[Opening Records to use section]

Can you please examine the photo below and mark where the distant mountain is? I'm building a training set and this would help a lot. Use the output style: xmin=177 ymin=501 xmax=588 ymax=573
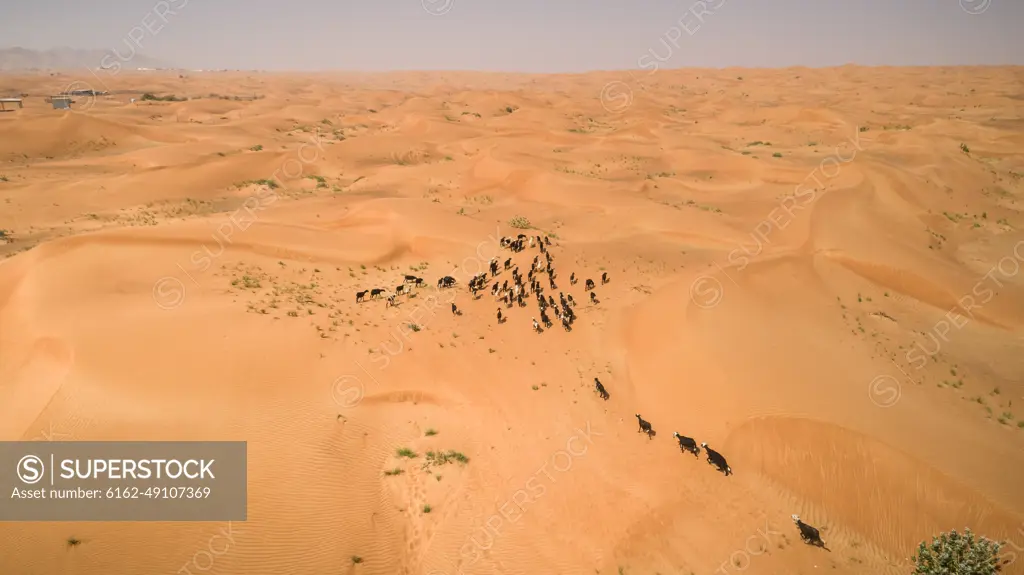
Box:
xmin=0 ymin=47 xmax=173 ymax=71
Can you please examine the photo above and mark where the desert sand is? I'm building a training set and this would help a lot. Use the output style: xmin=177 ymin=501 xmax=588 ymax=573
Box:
xmin=1 ymin=66 xmax=1023 ymax=575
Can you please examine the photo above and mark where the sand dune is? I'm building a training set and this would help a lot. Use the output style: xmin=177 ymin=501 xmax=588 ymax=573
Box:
xmin=1 ymin=67 xmax=1023 ymax=575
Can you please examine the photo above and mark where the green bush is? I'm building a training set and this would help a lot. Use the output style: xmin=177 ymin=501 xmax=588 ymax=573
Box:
xmin=509 ymin=216 xmax=531 ymax=229
xmin=912 ymin=528 xmax=1002 ymax=575
xmin=141 ymin=93 xmax=186 ymax=102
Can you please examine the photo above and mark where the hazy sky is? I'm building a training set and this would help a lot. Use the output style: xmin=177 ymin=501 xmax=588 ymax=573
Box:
xmin=3 ymin=0 xmax=1022 ymax=71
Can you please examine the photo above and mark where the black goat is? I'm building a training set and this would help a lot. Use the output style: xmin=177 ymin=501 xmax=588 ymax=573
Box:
xmin=792 ymin=515 xmax=825 ymax=547
xmin=594 ymin=378 xmax=609 ymax=400
xmin=356 ymin=290 xmax=367 ymax=302
xmin=585 ymin=279 xmax=595 ymax=290
xmin=590 ymin=292 xmax=599 ymax=304
xmin=396 ymin=284 xmax=407 ymax=295
xmin=672 ymin=432 xmax=700 ymax=457
xmin=563 ymin=306 xmax=575 ymax=322
xmin=496 ymin=308 xmax=504 ymax=323
xmin=403 ymin=274 xmax=418 ymax=283
xmin=602 ymin=272 xmax=609 ymax=284
xmin=570 ymin=273 xmax=577 ymax=285
xmin=700 ymin=443 xmax=732 ymax=475
xmin=370 ymin=288 xmax=385 ymax=299
xmin=451 ymin=303 xmax=460 ymax=315
xmin=635 ymin=413 xmax=653 ymax=438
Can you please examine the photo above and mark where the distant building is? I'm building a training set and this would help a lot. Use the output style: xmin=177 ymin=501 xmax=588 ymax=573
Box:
xmin=0 ymin=97 xmax=22 ymax=111
xmin=51 ymin=96 xmax=71 ymax=110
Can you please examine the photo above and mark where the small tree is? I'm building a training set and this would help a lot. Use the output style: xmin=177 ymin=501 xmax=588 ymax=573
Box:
xmin=912 ymin=528 xmax=1002 ymax=575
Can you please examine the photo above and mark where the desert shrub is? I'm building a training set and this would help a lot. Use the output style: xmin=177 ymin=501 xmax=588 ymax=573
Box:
xmin=235 ymin=179 xmax=279 ymax=190
xmin=509 ymin=216 xmax=531 ymax=229
xmin=425 ymin=450 xmax=469 ymax=466
xmin=912 ymin=528 xmax=1002 ymax=575
xmin=141 ymin=93 xmax=186 ymax=102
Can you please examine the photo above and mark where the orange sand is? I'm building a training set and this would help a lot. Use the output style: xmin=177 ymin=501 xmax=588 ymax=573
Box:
xmin=1 ymin=67 xmax=1023 ymax=575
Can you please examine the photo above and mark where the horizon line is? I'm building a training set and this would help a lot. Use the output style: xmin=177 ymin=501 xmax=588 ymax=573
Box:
xmin=3 ymin=63 xmax=1024 ymax=76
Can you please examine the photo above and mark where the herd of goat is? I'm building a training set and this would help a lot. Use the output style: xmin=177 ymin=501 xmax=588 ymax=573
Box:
xmin=353 ymin=232 xmax=827 ymax=549
xmin=620 ymin=391 xmax=825 ymax=548
xmin=354 ymin=232 xmax=607 ymax=334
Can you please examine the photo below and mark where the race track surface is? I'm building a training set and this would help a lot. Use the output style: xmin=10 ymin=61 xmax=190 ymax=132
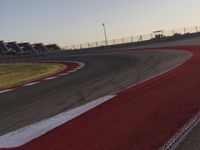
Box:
xmin=0 ymin=49 xmax=189 ymax=136
xmin=1 ymin=46 xmax=200 ymax=150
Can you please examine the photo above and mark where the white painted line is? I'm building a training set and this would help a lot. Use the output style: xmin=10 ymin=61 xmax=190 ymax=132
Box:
xmin=76 ymin=66 xmax=84 ymax=69
xmin=58 ymin=73 xmax=69 ymax=76
xmin=43 ymin=76 xmax=58 ymax=80
xmin=23 ymin=82 xmax=40 ymax=87
xmin=68 ymin=70 xmax=76 ymax=73
xmin=0 ymin=89 xmax=14 ymax=94
xmin=0 ymin=95 xmax=116 ymax=148
xmin=73 ymin=68 xmax=80 ymax=71
xmin=79 ymin=64 xmax=85 ymax=67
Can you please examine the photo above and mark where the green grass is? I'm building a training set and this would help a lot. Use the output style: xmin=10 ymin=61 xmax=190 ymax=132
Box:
xmin=0 ymin=63 xmax=63 ymax=89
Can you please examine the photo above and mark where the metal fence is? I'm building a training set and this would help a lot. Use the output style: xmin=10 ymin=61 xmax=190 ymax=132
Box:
xmin=65 ymin=26 xmax=200 ymax=50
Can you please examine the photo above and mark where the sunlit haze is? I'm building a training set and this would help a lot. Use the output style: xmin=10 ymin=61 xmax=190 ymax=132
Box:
xmin=1 ymin=0 xmax=200 ymax=47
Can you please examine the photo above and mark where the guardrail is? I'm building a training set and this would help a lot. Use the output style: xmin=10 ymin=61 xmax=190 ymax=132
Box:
xmin=65 ymin=26 xmax=200 ymax=50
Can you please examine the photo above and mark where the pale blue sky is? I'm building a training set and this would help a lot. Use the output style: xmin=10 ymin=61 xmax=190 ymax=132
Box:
xmin=1 ymin=0 xmax=200 ymax=46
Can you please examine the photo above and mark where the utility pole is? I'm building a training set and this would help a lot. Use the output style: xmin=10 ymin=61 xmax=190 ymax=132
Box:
xmin=102 ymin=23 xmax=108 ymax=45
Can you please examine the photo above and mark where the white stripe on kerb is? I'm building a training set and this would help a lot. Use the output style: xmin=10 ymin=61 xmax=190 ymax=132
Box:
xmin=23 ymin=82 xmax=40 ymax=87
xmin=58 ymin=73 xmax=69 ymax=76
xmin=0 ymin=89 xmax=13 ymax=94
xmin=0 ymin=95 xmax=115 ymax=148
xmin=43 ymin=77 xmax=58 ymax=80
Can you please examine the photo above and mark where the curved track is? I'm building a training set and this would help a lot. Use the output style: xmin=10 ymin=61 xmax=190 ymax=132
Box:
xmin=0 ymin=35 xmax=200 ymax=150
xmin=0 ymin=49 xmax=190 ymax=136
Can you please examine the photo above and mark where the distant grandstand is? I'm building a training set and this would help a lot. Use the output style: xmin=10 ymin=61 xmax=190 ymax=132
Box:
xmin=0 ymin=41 xmax=61 ymax=56
xmin=18 ymin=42 xmax=37 ymax=55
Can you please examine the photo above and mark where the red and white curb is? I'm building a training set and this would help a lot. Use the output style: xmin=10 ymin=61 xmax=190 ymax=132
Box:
xmin=0 ymin=61 xmax=85 ymax=94
xmin=0 ymin=51 xmax=191 ymax=148
xmin=0 ymin=89 xmax=13 ymax=94
xmin=0 ymin=95 xmax=115 ymax=148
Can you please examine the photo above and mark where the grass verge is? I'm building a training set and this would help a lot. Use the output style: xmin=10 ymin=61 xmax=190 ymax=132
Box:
xmin=0 ymin=63 xmax=64 ymax=89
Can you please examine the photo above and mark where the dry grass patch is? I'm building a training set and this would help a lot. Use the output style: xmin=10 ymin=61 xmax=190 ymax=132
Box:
xmin=0 ymin=63 xmax=63 ymax=89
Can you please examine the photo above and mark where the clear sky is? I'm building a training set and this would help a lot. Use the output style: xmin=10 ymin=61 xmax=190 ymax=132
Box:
xmin=1 ymin=0 xmax=200 ymax=47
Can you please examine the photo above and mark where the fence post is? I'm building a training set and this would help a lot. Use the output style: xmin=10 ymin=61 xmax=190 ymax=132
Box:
xmin=96 ymin=42 xmax=98 ymax=47
xmin=196 ymin=26 xmax=198 ymax=32
xmin=131 ymin=37 xmax=134 ymax=42
xmin=122 ymin=38 xmax=124 ymax=44
xmin=151 ymin=34 xmax=153 ymax=39
xmin=104 ymin=40 xmax=107 ymax=46
xmin=184 ymin=28 xmax=186 ymax=34
xmin=88 ymin=43 xmax=90 ymax=48
xmin=80 ymin=44 xmax=82 ymax=49
xmin=73 ymin=45 xmax=75 ymax=50
xmin=139 ymin=35 xmax=143 ymax=42
xmin=113 ymin=39 xmax=115 ymax=45
xmin=172 ymin=30 xmax=175 ymax=35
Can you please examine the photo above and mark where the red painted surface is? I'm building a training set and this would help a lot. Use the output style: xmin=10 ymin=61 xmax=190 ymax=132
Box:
xmin=2 ymin=46 xmax=200 ymax=150
xmin=0 ymin=61 xmax=79 ymax=92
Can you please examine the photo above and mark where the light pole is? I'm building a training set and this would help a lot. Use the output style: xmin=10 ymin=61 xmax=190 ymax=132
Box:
xmin=102 ymin=23 xmax=108 ymax=45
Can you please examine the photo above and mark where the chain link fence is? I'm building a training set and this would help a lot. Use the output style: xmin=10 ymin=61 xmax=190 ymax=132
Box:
xmin=65 ymin=26 xmax=200 ymax=50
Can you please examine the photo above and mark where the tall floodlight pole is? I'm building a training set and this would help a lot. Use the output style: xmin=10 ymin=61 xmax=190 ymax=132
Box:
xmin=102 ymin=23 xmax=108 ymax=45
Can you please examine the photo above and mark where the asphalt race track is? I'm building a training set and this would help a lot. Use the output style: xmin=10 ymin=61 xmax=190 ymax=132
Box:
xmin=1 ymin=44 xmax=200 ymax=149
xmin=0 ymin=49 xmax=190 ymax=136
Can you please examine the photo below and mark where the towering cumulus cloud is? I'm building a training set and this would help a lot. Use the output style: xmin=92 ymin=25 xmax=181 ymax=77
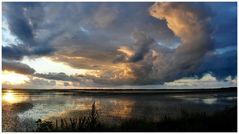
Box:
xmin=130 ymin=2 xmax=213 ymax=84
xmin=2 ymin=2 xmax=236 ymax=88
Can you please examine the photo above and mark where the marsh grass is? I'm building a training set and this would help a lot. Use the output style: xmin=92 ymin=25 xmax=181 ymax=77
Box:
xmin=2 ymin=102 xmax=34 ymax=132
xmin=35 ymin=102 xmax=101 ymax=132
xmin=35 ymin=103 xmax=237 ymax=132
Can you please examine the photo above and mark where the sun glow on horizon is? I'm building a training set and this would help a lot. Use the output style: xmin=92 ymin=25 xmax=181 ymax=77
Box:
xmin=2 ymin=71 xmax=30 ymax=85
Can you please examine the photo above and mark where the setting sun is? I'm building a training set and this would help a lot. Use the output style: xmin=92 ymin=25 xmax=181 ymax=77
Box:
xmin=2 ymin=71 xmax=29 ymax=85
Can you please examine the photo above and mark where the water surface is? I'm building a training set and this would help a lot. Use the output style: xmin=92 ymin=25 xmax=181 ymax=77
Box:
xmin=2 ymin=89 xmax=237 ymax=131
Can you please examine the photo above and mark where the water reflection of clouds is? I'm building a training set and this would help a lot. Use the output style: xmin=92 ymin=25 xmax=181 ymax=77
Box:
xmin=100 ymin=99 xmax=135 ymax=118
xmin=17 ymin=97 xmax=95 ymax=120
xmin=44 ymin=99 xmax=136 ymax=122
xmin=4 ymin=90 xmax=237 ymax=129
xmin=202 ymin=98 xmax=218 ymax=105
xmin=17 ymin=94 xmax=136 ymax=121
xmin=171 ymin=94 xmax=221 ymax=105
xmin=172 ymin=94 xmax=238 ymax=106
xmin=226 ymin=96 xmax=237 ymax=100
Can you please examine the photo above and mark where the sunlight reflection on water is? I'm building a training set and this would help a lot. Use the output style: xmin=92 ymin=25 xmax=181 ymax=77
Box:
xmin=2 ymin=89 xmax=237 ymax=131
xmin=2 ymin=90 xmax=29 ymax=104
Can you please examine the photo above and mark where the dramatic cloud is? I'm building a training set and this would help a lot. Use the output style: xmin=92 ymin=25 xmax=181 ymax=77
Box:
xmin=3 ymin=44 xmax=54 ymax=60
xmin=129 ymin=32 xmax=155 ymax=62
xmin=3 ymin=60 xmax=35 ymax=74
xmin=34 ymin=72 xmax=79 ymax=82
xmin=126 ymin=2 xmax=214 ymax=83
xmin=113 ymin=32 xmax=154 ymax=63
xmin=4 ymin=3 xmax=35 ymax=45
xmin=3 ymin=3 xmax=54 ymax=60
xmin=3 ymin=77 xmax=57 ymax=89
xmin=2 ymin=2 xmax=237 ymax=88
xmin=3 ymin=2 xmax=176 ymax=67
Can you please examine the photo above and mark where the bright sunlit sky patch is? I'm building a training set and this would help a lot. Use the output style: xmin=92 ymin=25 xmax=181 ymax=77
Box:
xmin=22 ymin=57 xmax=91 ymax=75
xmin=2 ymin=2 xmax=237 ymax=89
xmin=2 ymin=71 xmax=30 ymax=85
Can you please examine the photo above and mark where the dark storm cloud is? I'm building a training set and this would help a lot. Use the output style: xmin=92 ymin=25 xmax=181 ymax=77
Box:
xmin=33 ymin=72 xmax=99 ymax=87
xmin=196 ymin=2 xmax=237 ymax=80
xmin=127 ymin=2 xmax=214 ymax=83
xmin=129 ymin=32 xmax=155 ymax=62
xmin=2 ymin=60 xmax=35 ymax=74
xmin=47 ymin=2 xmax=176 ymax=70
xmin=2 ymin=45 xmax=27 ymax=60
xmin=128 ymin=2 xmax=236 ymax=85
xmin=3 ymin=2 xmax=54 ymax=60
xmin=3 ymin=2 xmax=176 ymax=62
xmin=2 ymin=2 xmax=237 ymax=86
xmin=3 ymin=44 xmax=54 ymax=60
xmin=3 ymin=3 xmax=34 ymax=45
xmin=113 ymin=32 xmax=155 ymax=63
xmin=34 ymin=72 xmax=79 ymax=82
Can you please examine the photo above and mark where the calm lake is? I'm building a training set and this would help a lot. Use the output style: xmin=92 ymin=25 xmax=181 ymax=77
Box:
xmin=2 ymin=89 xmax=237 ymax=132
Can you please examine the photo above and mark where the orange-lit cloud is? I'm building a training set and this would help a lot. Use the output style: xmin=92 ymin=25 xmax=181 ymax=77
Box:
xmin=2 ymin=2 xmax=237 ymax=88
xmin=127 ymin=2 xmax=214 ymax=83
xmin=117 ymin=46 xmax=134 ymax=57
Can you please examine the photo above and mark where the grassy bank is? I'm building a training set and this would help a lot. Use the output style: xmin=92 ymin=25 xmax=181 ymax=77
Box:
xmin=34 ymin=102 xmax=237 ymax=132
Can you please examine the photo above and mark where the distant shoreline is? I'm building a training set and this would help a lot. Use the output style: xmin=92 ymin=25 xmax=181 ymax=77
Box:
xmin=2 ymin=87 xmax=237 ymax=95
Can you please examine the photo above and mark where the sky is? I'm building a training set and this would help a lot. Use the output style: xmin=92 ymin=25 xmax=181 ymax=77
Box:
xmin=2 ymin=2 xmax=237 ymax=89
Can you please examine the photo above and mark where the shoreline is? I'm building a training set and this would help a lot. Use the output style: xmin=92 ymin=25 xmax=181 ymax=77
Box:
xmin=2 ymin=87 xmax=237 ymax=93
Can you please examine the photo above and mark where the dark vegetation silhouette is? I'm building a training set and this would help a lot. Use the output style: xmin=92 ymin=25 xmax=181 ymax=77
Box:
xmin=35 ymin=102 xmax=101 ymax=132
xmin=34 ymin=102 xmax=237 ymax=132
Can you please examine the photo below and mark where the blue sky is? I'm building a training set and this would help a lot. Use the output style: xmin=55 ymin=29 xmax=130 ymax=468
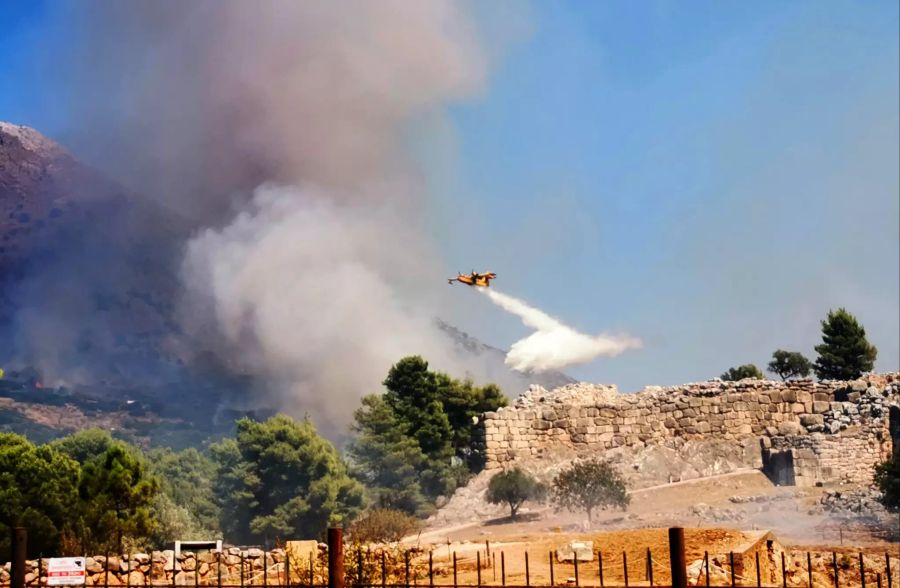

[Closing Records to use section]

**Work to complete:** Among the entries above, how many lines hold the string "desert"? Answer with the bare number.

**Finished task:** 2